* _What to do_
All of the entries below must be copied out exactly.

-- Given entries follows --

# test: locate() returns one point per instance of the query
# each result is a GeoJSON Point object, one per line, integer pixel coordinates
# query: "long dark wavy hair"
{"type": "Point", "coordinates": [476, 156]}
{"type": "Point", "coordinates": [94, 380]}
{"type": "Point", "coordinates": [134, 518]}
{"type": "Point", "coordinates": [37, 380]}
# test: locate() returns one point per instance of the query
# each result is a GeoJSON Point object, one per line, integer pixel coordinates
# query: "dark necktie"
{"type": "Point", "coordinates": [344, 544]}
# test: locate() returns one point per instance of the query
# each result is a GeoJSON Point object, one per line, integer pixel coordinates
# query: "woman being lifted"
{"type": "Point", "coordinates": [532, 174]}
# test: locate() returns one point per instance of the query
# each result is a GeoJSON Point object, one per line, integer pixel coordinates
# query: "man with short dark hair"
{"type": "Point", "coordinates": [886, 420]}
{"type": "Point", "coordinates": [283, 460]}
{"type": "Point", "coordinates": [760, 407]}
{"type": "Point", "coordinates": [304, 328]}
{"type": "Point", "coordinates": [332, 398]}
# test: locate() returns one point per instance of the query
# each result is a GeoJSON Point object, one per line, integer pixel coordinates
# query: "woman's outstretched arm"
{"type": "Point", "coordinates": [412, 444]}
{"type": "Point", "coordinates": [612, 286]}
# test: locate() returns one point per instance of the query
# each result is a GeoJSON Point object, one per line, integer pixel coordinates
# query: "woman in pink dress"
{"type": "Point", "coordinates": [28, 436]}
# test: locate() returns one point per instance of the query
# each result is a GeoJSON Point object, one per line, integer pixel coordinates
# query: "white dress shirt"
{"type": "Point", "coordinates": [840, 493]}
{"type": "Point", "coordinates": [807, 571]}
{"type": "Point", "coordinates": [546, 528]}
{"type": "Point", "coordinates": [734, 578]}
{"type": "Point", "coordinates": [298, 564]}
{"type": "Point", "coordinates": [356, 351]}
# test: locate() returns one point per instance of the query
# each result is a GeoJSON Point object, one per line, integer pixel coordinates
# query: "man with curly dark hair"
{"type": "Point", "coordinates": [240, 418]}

-- Given entries concluded --

* _Expected output_
# test: locate() returns one point per instance of the query
# each result is a GeoJSON Point object, one per line, integer pixel coordinates
# query: "long dark wavy hair"
{"type": "Point", "coordinates": [476, 156]}
{"type": "Point", "coordinates": [94, 380]}
{"type": "Point", "coordinates": [134, 518]}
{"type": "Point", "coordinates": [37, 380]}
# test: locate() returns one point per instance of the query
# each result is a GeoJSON Point object, one per line, integer pixel coordinates
# query: "dark necktie"
{"type": "Point", "coordinates": [344, 544]}
# test: locate() returns one point per instance of the query
# each result is a GeoJSON Point object, one per line, integer pixel coordinates
# query: "woman being lifted"
{"type": "Point", "coordinates": [532, 174]}
# test: locate() returns one point per instance of the query
# each result is a GeoJSON Point object, one per line, integer pixel coordinates
# query: "man with short dark hair"
{"type": "Point", "coordinates": [886, 420]}
{"type": "Point", "coordinates": [283, 460]}
{"type": "Point", "coordinates": [760, 407]}
{"type": "Point", "coordinates": [304, 328]}
{"type": "Point", "coordinates": [332, 398]}
# test: locate() returns one point per instance of the query
# each result is a GeoJSON Point object, one per line, integer pixel coordinates
# query: "woman's outstretched arm"
{"type": "Point", "coordinates": [412, 444]}
{"type": "Point", "coordinates": [612, 286]}
# test: locate() returns one point per instance of the query
# each result is a GeoJSON Point object, one per line, integer pixel coordinates
# query: "woman in pink dress"
{"type": "Point", "coordinates": [28, 436]}
# test: locate() returns one point per instance of the query
# each result is a GeoJSON Point object, one per line, integer pixel coordinates
# query: "white dress shirt"
{"type": "Point", "coordinates": [840, 493]}
{"type": "Point", "coordinates": [807, 571]}
{"type": "Point", "coordinates": [546, 528]}
{"type": "Point", "coordinates": [734, 578]}
{"type": "Point", "coordinates": [298, 564]}
{"type": "Point", "coordinates": [356, 351]}
# test: locate() returns one point per instance of the query
# each result is a GeoJSON Point object, one per line, integer pixel coordinates
# query: "man with curly dark hair"
{"type": "Point", "coordinates": [240, 418]}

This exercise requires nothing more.